## [TASK SET]
1. Decide whether each statement below agrees with the International Nurses Day text. Answer yes or no and quote the words that decide it.
(a) Nick Saunders is the Hospice at Home Manager.
(b) Hospice at Home patients are watched with hi-tech monitoring equipment.
(c) The writer says the media has helped overturn some impressions of nurses during the pandemic.
2. Answer these questions from the International Nurses Day text.
(a) What day is it, according to the opening line?
(b) What device may play favorite songs in the patient's small bedroom?
(c) Whose words are quoted at the close?
3. Please reproduce the International Nurses Day text from "It should be" to "members and friends.".

--- EXTRACT ---

It is International Nurses Day today. It has been a challenging time for nurses all over the world during the Pandemic. We asked Nick Saunders, our Hospice at Home Manager for his input on how the period of time throughout COVID-19 has been for the Rowans Hospice at Home Nurses.
It is a long-standing complaint amongst nurses that we are stereotyped: ‘Doctor’s assistants’, ‘too posh to wash’, ’not bright enough to be a doctor’- to name only a few. Perhaps this misunderstanding has been reinforced by the media and television dramas, and maybe as a profession, we have become too preoccupied with how others perceive us. Nevertheless, during the global pandemic, the media has actually been instrumental in overturning some of these impressions. Scenes of Intensive Treatment Unit nurses working tirelessly with desperately sick patients, among a bewildering array of tubes, cables and flickering screens, have provoked a tidal wave of public sympathy and admiration. I can certainly never remember a time when there has been such a focus on our NHS, and I hope that this development will one day mean that nurses are finally perceived as the modern healthcare professionals they truly are.
It should be remembered however, that exciting television scenes in Emergency Rooms and Intensive Treatment Units do not reflect the full breadth of the nursing discipline. I am a very proud member of the Rowans Hospice at Home team, but the situations in which we practice are far removed from those of an ITU. Hospice at Home work with people who are definitively at the end of their lives. There is no hi-tech monitoring equipment, because there will be no recovery or reprieve. Instead of the earnest flurry of the hospital ward, our patient may be cared for in a small bedroom with the quiet tick of a clock or a portable CD playing favourite songs. The patient could be tended, for the most part, by loving family members and friends.
The priorities of care for the dying patient are very different to those whose return to good health is more assured. Those with extensive disease may be oppressed by distressing physical symptoms, which need careful monitoring and treatment. Others may be troubled by intrusive thoughts that make it impossible to relax. Much younger patients may be grieving for the children they are going to leave behind and will never see grow to adulthood. Any of these examples can lead to unimaginable anguish for the patients and their families, and it is the job of our nurses to be alongside these individuals as they move toward their closure – whatever that means for them. To quote Dame Cicely Saunders, who is noted for her work in the birth of the Hospice movement: “you matter because you are you, and you matter to the end of your life”.

--- GIVEN ENTRIES ---

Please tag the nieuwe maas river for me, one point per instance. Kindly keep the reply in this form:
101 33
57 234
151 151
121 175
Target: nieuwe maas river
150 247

---

## [ANSWERS BY TASK]
1.
(a) Yes: "Nick Saunders, our Hospice at Home Manager"
(b) No: "There is no hi-tech monitoring equipment, because there will be no recovery or reprieve."
(c) Yes: "the media has actually been instrumental in overturning some of these impressions."

2.
(a) International Nurses Day
(b) A portable CD
(c) Dame Cicely Saunders

3.
It should be remembered however, that exciting television scenes in Emergency Rooms and Intensive Treatment Units do not reflect the full breadth of the nursing discipline. I am a very proud member of the Rowans Hospice at Home team, but the situations in which we practice are far removed from those of an ITU. Hospice at Home work with people who are definitively at the end of their lives. There is no hi-tech monitoring equipment, because there will be no recovery or reprieve. Instead of the earnest flurry of the hospital ward, our patient may be cared for in a small bedroom with the quiet tick of a clock or a portable CD playing favourite songs. The patient could be tended, for the most part, by loving family members and friends.